> ENTRIES SUPPLIED
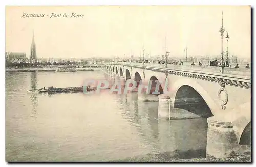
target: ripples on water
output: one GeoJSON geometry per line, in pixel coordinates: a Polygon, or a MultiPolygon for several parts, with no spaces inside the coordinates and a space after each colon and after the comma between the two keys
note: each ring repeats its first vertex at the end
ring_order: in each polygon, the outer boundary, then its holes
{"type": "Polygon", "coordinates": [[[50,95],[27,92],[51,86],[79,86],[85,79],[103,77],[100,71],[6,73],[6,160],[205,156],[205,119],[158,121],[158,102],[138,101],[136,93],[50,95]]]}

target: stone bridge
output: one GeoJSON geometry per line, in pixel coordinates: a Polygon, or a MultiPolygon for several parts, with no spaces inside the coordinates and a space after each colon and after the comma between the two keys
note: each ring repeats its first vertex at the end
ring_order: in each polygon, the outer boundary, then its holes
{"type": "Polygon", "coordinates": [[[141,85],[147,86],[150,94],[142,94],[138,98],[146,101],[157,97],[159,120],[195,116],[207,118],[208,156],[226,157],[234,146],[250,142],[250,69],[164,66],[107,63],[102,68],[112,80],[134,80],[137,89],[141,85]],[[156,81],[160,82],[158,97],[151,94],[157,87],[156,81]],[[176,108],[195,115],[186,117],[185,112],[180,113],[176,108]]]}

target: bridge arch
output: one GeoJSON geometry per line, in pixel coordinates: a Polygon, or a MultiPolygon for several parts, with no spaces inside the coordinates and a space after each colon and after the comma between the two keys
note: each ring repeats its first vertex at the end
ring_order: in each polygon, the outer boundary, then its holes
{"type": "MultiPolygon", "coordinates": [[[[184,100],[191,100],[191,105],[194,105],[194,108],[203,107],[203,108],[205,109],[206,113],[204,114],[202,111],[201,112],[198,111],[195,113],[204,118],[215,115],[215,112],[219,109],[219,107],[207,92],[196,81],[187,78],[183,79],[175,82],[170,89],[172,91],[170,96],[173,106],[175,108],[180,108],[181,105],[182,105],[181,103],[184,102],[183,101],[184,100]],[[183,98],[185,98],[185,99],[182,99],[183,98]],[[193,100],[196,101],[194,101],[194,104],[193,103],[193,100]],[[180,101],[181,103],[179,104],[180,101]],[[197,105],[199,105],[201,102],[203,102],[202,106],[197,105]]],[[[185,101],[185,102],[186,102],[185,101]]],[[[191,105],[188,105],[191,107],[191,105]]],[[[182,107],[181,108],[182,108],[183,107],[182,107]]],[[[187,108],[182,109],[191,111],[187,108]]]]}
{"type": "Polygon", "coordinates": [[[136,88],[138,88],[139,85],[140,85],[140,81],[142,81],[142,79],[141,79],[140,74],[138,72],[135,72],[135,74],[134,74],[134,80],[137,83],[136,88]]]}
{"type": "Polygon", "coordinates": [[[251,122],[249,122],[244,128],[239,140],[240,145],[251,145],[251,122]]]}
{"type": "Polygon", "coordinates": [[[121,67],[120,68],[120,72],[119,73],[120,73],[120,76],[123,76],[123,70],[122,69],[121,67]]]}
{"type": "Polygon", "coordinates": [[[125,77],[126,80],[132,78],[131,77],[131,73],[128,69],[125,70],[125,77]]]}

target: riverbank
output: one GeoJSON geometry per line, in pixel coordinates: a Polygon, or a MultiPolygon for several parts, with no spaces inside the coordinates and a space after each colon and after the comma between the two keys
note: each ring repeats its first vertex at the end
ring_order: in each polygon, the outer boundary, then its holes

...

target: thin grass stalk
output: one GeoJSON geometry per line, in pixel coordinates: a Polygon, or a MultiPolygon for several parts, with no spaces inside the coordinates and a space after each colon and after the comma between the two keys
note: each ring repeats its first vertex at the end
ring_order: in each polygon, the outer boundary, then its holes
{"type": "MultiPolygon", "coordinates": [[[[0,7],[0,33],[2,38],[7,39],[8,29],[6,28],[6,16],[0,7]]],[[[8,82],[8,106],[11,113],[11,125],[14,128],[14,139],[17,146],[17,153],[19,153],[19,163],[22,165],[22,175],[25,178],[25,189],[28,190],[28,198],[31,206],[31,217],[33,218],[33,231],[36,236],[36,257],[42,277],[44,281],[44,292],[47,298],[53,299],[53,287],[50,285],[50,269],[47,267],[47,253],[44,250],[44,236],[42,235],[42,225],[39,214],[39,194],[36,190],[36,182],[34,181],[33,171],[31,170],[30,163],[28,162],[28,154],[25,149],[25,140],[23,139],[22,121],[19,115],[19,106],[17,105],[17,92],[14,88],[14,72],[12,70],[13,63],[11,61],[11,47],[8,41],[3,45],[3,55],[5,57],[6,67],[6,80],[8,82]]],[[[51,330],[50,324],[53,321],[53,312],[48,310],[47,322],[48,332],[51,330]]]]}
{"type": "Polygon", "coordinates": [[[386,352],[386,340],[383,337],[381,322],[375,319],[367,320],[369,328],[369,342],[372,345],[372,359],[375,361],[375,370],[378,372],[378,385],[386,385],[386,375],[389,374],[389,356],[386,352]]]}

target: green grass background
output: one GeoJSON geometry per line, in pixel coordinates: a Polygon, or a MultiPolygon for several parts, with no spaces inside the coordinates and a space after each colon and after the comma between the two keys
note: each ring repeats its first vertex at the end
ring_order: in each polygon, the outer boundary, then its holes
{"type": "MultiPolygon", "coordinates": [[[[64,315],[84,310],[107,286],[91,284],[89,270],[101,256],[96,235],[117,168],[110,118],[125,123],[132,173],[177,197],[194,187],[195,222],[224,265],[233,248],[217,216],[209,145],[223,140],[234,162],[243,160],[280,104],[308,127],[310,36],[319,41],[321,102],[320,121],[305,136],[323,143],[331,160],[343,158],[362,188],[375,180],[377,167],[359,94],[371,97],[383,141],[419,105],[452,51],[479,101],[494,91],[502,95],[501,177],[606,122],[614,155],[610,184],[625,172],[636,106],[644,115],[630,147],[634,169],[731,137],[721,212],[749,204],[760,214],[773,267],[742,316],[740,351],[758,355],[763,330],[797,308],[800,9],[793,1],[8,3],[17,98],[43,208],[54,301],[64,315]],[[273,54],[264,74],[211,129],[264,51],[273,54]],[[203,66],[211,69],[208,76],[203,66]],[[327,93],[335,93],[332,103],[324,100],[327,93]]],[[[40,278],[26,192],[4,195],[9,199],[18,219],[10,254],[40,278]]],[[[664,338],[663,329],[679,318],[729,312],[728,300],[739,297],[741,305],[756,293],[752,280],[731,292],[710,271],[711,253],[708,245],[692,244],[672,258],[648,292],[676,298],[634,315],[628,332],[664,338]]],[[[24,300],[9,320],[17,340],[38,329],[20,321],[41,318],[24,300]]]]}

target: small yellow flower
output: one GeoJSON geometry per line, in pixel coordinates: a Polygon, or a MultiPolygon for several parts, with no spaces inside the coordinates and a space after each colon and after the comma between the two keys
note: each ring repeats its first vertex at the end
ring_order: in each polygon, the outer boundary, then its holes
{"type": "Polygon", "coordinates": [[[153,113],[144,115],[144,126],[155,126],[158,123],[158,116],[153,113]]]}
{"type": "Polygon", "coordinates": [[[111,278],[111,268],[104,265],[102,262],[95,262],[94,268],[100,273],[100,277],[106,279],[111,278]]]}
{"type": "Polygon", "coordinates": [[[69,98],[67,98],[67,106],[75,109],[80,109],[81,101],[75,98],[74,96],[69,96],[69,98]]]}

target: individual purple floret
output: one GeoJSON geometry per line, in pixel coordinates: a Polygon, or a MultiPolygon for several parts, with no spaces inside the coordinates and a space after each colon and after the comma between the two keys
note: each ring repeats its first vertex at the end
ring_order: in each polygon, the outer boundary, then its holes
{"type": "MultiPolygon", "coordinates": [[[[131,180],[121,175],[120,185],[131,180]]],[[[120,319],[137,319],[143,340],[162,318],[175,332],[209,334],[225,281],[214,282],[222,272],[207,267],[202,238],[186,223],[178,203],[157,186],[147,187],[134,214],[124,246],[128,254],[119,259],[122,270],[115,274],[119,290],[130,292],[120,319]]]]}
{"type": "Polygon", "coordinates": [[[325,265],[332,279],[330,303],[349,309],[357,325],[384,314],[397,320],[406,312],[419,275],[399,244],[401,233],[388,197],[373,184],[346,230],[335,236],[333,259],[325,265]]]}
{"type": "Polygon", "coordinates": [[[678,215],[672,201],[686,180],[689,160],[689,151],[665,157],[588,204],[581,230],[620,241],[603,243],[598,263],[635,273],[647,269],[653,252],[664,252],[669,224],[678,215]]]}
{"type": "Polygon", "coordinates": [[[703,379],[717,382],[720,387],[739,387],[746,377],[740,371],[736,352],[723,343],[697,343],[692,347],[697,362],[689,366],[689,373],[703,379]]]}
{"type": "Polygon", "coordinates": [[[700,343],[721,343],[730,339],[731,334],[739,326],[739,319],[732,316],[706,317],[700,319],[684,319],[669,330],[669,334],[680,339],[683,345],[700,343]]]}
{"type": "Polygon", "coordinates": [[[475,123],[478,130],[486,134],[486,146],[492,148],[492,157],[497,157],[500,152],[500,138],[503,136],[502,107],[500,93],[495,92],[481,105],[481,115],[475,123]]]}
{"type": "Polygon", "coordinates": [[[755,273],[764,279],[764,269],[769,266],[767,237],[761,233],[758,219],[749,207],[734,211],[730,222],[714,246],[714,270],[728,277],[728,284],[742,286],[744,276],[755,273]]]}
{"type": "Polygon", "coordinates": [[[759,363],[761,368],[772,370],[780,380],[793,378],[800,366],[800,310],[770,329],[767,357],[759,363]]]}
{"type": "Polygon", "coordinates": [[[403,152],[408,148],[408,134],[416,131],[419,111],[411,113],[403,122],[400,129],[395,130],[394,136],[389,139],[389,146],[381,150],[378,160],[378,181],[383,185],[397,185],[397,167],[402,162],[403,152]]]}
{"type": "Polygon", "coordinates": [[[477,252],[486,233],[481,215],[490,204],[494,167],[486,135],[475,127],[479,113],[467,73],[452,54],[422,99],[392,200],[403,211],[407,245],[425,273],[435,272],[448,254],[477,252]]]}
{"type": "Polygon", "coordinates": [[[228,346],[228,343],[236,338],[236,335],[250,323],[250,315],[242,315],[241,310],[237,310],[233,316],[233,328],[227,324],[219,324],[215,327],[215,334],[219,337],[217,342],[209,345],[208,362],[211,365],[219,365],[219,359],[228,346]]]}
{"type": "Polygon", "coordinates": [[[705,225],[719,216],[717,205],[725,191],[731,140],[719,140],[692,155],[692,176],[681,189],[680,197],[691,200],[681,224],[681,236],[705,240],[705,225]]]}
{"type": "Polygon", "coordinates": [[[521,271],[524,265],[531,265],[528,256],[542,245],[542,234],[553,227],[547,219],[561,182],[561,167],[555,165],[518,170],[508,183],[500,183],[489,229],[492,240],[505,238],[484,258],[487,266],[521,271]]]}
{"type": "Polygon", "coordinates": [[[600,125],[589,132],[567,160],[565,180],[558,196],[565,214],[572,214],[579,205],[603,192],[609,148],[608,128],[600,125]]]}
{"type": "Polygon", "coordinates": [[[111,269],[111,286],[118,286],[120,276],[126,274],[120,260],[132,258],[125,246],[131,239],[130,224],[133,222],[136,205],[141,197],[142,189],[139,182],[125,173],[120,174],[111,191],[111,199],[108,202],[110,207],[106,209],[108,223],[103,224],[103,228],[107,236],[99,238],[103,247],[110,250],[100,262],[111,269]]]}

> REQUIRED WORK
How many lines in the entries above contain the word "grass"? Reply with the number alone.

> COMPLETE RESPONSE
2